| Exercise brief |
What lines of the data below hold the string "wine"? Copy each one.

| Materials provided |
┄┄┄┄┄┄

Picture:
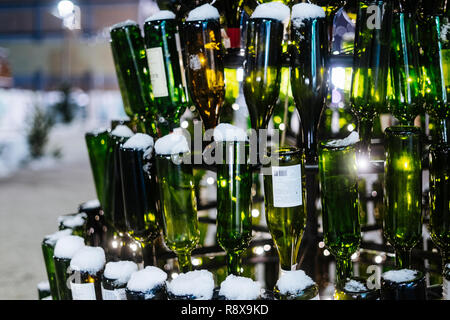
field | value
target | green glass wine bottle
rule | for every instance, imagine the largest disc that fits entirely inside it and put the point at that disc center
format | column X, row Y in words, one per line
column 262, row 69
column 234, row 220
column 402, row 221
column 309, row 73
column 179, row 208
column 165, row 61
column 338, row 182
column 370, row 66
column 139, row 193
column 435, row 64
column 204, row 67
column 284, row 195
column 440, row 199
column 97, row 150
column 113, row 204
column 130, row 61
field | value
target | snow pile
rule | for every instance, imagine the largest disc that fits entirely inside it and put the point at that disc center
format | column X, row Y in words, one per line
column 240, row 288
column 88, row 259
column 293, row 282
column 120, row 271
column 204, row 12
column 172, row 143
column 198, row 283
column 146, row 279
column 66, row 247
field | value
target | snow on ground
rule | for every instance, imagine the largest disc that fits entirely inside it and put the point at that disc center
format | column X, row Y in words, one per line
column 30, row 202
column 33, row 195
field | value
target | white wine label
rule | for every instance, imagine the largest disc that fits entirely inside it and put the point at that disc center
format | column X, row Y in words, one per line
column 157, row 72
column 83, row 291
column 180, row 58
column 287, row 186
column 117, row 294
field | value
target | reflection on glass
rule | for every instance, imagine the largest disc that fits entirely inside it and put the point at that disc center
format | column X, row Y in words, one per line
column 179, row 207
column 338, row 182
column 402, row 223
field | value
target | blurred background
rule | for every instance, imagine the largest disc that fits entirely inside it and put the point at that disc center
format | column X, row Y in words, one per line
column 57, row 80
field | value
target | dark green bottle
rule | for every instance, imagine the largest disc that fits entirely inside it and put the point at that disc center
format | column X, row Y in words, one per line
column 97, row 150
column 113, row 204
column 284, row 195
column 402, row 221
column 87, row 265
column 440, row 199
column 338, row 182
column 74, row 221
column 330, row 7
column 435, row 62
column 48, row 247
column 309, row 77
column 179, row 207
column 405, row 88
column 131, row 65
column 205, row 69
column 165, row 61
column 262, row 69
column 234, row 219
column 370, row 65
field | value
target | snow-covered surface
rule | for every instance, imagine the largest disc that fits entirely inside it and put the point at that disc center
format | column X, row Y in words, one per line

┄┄┄┄┄┄

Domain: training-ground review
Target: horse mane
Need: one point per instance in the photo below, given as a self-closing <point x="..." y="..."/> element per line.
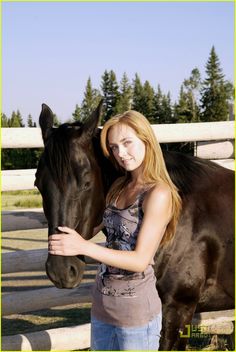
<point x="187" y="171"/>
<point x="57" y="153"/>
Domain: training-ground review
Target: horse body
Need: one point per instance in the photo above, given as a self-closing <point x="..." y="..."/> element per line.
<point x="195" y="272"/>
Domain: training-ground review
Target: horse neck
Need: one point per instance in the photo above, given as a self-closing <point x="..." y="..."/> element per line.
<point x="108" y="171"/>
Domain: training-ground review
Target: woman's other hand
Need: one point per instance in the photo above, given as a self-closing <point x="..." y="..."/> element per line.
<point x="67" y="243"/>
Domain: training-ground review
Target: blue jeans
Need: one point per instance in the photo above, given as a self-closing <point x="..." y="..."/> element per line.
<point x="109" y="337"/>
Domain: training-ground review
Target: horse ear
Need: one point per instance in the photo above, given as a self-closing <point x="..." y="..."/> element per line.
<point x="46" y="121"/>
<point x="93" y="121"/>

┄┄┄┄┄┄

| Finished exercise |
target | green glass wine bottle
target | white wine label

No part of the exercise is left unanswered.